The data for the present research were collected using the European Manufacturing Survey (EMS), coordinated by the Fraunhofer Institute for Systems and Innovation Research (ISI), the largest European survey of manufacturing activities [32]. The questions in the survey cover topics such as manufacturing strategies, application of innovative organizational and technological concepts in production, cooperation issues, production offshoring, servitization and questions of personnel deployment and qualification. In addition, data on performance indicators such as productivity, flexibility, quality and returns are collected. The survey is conducted among manufacturing companies with at least 20 employees (NACE Revision 2 codes from 10 to 31). The EMS project researches the entire manufacturing sector through a condensed eight-page questionnaire. The questionnaire has 21 sections and covers technology, organizational concepts, innovation, servitization and other topics. To collect valid data that allow for international comparisons, the EMS consortium employs various procedures recommended by the Survey Research Centre, designed to avoid problems arising from the use of different languages and specific national terminology. First, a basic questionnaire is developed in English, which is then translated into each country’s respective language and back translated to English to check consistency. Second, pre-tests are conducted in each participating country. Third, identical data harmonization processes are applied [33]. The sample was collected in 2015 and is made up of 296 companies: 105 companies from Croatia, 91 companies from Slovenia and 100 companies from Spain. These three countries were the only ones that included all the questions needed to conduct the present research.

# Request
Reproduce the survey methods text word for word, in full. Work only from the survey methods text; the data play no part.

# Supplied data
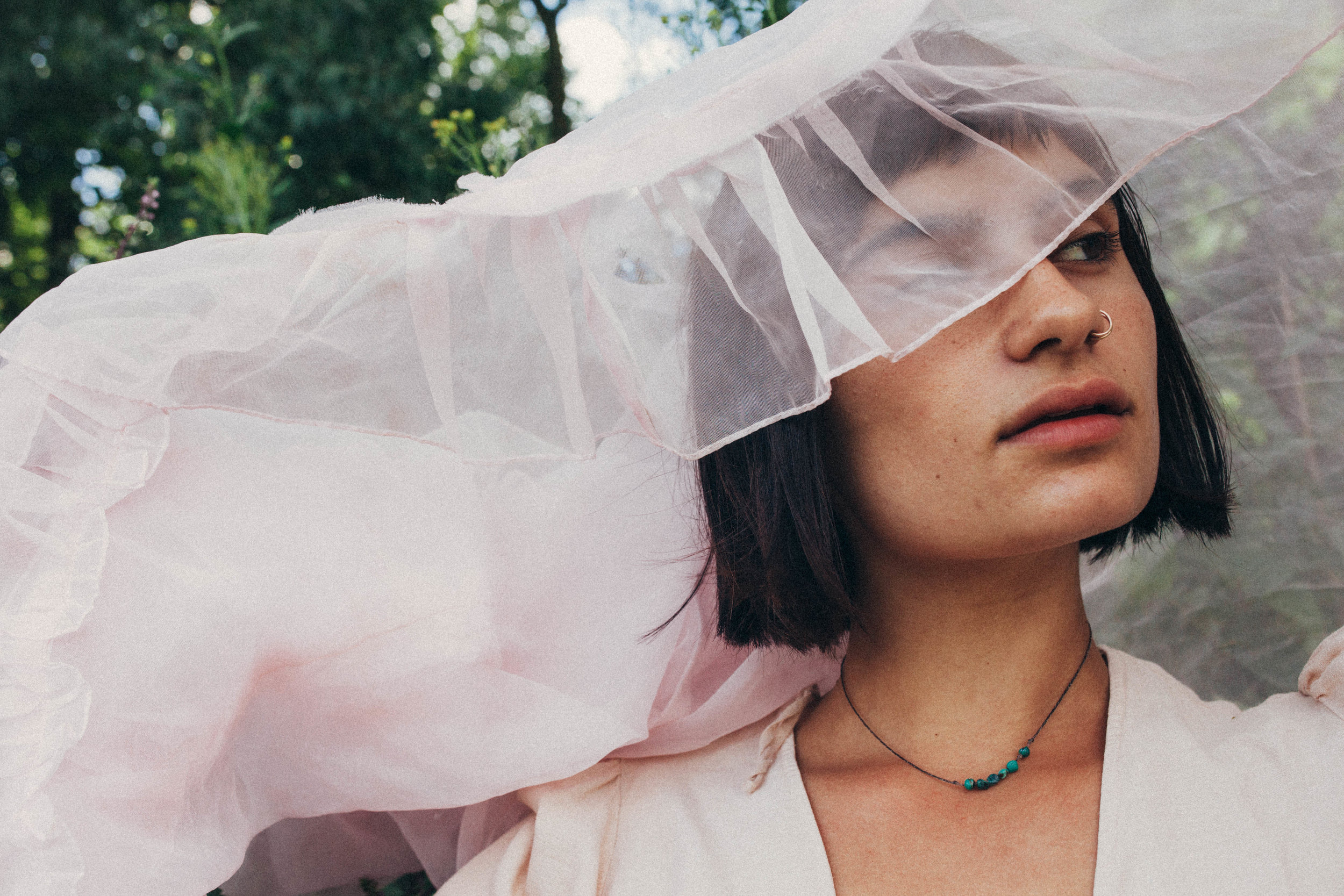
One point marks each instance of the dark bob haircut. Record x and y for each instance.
(777, 548)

# Task answer
The data for the present research were collected using the European Manufacturing Survey (EMS), coordinated by the Fraunhofer Institute for Systems and Innovation Research (ISI), the largest European survey of manufacturing activities [32]. The questions in the survey cover topics such as manufacturing strategies, application of innovative organizational and technological concepts in production, cooperation issues, production offshoring, servitization and questions of personnel deployment and qualification. In addition, data on performance indicators such as productivity, flexibility, quality and returns are collected. The survey is conducted among manufacturing companies with at least 20 employees (NACE Revision 2 codes from 10 to 31). The EMS project researches the entire manufacturing sector through a condensed eight-page questionnaire. The questionnaire has 21 sections and covers technology, organizational concepts, innovation, servitization and other topics. To collect valid data that allow for international comparisons, the EMS consortium employs various procedures recommended by the Survey Research Centre, designed to avoid problems arising from the use of different languages and specific national terminology. First, a basic questionnaire is developed in English, which is then translated into each country’s respective language and back translated to English to check consistency. Second, pre-tests are conducted in each participating country. Third, identical data harmonization processes are applied [33]. The sample was collected in 2015 and is made up of 296 companies: 105 companies from Croatia, 91 companies from Slovenia and 100 companies from Spain. These three countries were the only ones that included all the questions needed to conduct the present research.